"""

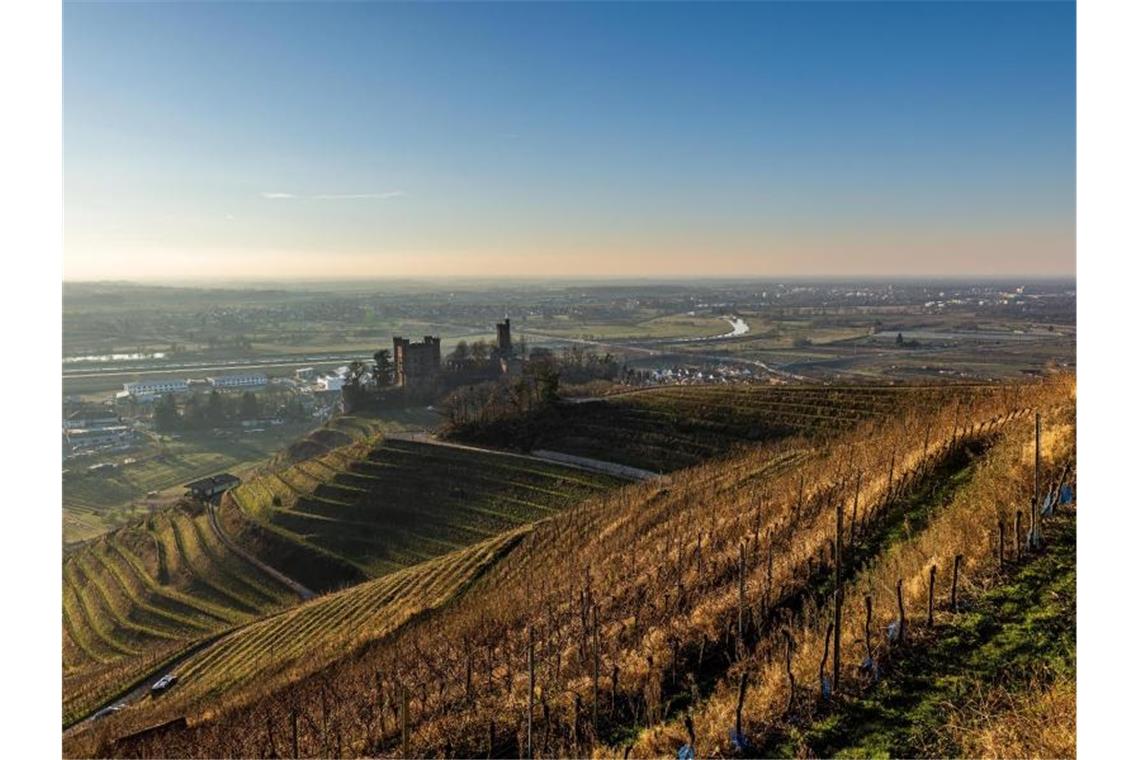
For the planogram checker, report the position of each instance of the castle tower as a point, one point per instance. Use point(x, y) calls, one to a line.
point(503, 329)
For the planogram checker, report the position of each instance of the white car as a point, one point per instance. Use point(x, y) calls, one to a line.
point(163, 684)
point(110, 711)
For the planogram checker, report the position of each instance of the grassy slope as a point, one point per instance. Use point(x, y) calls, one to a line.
point(372, 508)
point(632, 545)
point(143, 594)
point(1017, 635)
point(672, 427)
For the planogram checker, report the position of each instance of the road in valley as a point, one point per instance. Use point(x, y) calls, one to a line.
point(544, 456)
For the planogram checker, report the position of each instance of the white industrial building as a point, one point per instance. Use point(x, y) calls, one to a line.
point(255, 380)
point(98, 438)
point(151, 389)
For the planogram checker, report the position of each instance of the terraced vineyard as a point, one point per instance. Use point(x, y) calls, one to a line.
point(141, 595)
point(673, 427)
point(303, 638)
point(385, 505)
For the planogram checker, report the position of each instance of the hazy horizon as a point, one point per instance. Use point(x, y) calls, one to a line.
point(407, 141)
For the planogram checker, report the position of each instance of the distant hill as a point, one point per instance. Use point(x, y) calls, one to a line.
point(672, 427)
point(635, 609)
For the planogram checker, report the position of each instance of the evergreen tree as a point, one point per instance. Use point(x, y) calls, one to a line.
point(165, 415)
point(250, 408)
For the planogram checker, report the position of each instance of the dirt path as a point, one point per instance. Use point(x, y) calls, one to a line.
point(542, 455)
point(300, 590)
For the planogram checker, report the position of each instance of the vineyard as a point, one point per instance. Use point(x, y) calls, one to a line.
point(673, 427)
point(302, 639)
point(380, 506)
point(833, 595)
point(141, 595)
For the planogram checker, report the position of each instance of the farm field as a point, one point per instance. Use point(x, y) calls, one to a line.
point(302, 639)
point(96, 501)
point(144, 594)
point(640, 327)
point(383, 505)
point(649, 604)
point(672, 427)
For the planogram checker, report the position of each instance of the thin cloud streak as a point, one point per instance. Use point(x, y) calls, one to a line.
point(334, 196)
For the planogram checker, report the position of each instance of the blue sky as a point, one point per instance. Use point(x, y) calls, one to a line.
point(332, 139)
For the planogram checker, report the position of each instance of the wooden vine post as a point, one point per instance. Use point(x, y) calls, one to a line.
point(839, 594)
point(934, 571)
point(1036, 477)
point(530, 692)
point(902, 612)
point(740, 605)
point(789, 645)
point(597, 665)
point(866, 627)
point(296, 752)
point(404, 721)
point(823, 661)
point(953, 586)
point(890, 477)
point(1018, 539)
point(1001, 544)
point(740, 704)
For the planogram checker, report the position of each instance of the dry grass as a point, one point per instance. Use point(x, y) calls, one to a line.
point(1036, 724)
point(632, 560)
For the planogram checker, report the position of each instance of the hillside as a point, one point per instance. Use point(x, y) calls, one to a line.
point(637, 612)
point(382, 505)
point(672, 427)
point(144, 594)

"""

▸ Requirement: Your task is to restate, word for word, the line with "of the farm" and all lines after it, ending with the last line of the data.

▸ Answer for this exercise:
For the planogram checker, report the position of each instance of the farm field as a point, one point per instance. Use point(x, y) calls, one to a line.
point(302, 639)
point(96, 501)
point(144, 594)
point(640, 327)
point(383, 505)
point(649, 604)
point(672, 427)
For the planogram checker, report the position of each instance of the thin cloud streak as a point, one point per instance. Use point(x, y) calls, one to a line.
point(334, 196)
For the planogram checker, report the position of each instance of the blue sky as a point, one point per instance. Use point(x, y) calls, one to a line.
point(332, 139)
For the planogram checker, report the position of each instance of the wooden vine post as a point, one point per instance. Use point(x, y) calls, one to a line.
point(839, 594)
point(934, 571)
point(1036, 477)
point(530, 692)
point(902, 612)
point(740, 605)
point(789, 645)
point(597, 665)
point(866, 627)
point(296, 752)
point(404, 721)
point(823, 661)
point(953, 586)
point(890, 477)
point(1018, 539)
point(1001, 544)
point(740, 704)
For the planogram checker, report the position of each instance of the dry grass as a point, one point per instance. Use point(x, y) calls, one to a line.
point(1036, 724)
point(632, 560)
For the planogram checker, report the position of each instance of the hillside as a point, one point per instance. Use point(x, y) calls, one to a line.
point(637, 612)
point(382, 505)
point(672, 427)
point(144, 594)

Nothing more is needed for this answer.